Supplied passage -
◇ ◇ ◇ ◇ ◇

‘Our flamboyant style has helped us survive Hollywoodisation'
With the ongoing Legislature session keeping Chief Minister D.V. Sadanada Gowda on his toes and his presence at the launch of the Bangalore International Film Festival (BIFFes) to a mere formality, it was the film fraternity that rightfully took centre stage at the event on Thursday.
The inaugural day saw two veterans — Om Puri and Anant Nag — speaking on the need to bridge the gap between “art” and “parallel” cinema, while the much-respected Iranian director Dariush Mehrjui sang praises of Bangalore, which struck him as “civilised and chic” on his first visit.
“Art film directors should not shy away from using song and dance, which is part of our culture,” said Om Puri, making a case for bridging the gap between the two streams. The distinctly Indian and flamboyant style of filmmaking, he said, had played an important role in helping us “survive the American film attack”, which had killed several other film cultures.
Om Puri described the films of the 1950s and the 1960s — which had greats such as Guru Dutt — as those that succeeded in appealing to a larger audience without compromising on quality. He bemoaned the loss of this quality in later films, with “Munni badnam hui…” ruling the roost. He, however, was optimistic of the revival of the old glory considering the richness of Indian literature and arts.

◇ ◇ ◇ ◇ ◇

Source material -
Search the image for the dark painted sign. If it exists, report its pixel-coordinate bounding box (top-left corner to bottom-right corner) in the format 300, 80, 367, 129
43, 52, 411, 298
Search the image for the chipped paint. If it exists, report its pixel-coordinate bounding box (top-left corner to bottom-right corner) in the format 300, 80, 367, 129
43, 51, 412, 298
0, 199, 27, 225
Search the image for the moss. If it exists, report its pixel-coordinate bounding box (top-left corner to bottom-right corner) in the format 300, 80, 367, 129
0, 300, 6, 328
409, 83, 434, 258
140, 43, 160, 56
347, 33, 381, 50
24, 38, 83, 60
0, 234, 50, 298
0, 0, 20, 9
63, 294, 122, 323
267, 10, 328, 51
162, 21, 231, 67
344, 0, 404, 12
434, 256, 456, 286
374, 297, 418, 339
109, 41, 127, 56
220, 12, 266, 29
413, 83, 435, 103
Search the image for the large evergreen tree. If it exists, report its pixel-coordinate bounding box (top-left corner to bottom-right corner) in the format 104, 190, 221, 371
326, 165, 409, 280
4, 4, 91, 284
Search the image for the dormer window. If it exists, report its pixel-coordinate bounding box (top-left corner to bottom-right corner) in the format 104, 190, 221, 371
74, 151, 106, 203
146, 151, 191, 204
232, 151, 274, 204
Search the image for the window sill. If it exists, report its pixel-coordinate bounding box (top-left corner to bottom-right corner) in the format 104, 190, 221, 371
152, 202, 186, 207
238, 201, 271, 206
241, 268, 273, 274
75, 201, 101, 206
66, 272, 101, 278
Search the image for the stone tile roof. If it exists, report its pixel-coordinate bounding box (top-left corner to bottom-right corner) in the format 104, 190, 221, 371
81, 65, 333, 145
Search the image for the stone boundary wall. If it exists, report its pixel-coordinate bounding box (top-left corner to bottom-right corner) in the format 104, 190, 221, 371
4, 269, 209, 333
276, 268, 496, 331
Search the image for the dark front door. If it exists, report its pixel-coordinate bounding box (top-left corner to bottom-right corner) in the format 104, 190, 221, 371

◇ ◇ ◇ ◇ ◇

Exercise set -
1. According to the film festival article, why did Om Puri think art film directors should not avoid song and dance? Answer in one to three sentences.
2. Print the part of the film festival article starting at "Om Puri described" and ending at "literature and arts.".

Solution list -
1. He said song and dance are part of Indian culture. He also credited the distinctly Indian, flamboyant style of filmmaking with helping Indian cinema "survive the American film attack," which had killed several other film cultures.

2.
Om Puri described the films of the 1950s and the 1960s — which had greats such as Guru Dutt — as those that succeeded in appealing to a larger audience without compromising on quality. He bemoaned the loss of this quality in later films, with “Munni badnam hui…” ruling the roost. He, however, was optimistic of the revival of the old glory considering the richness of Indian literature and arts.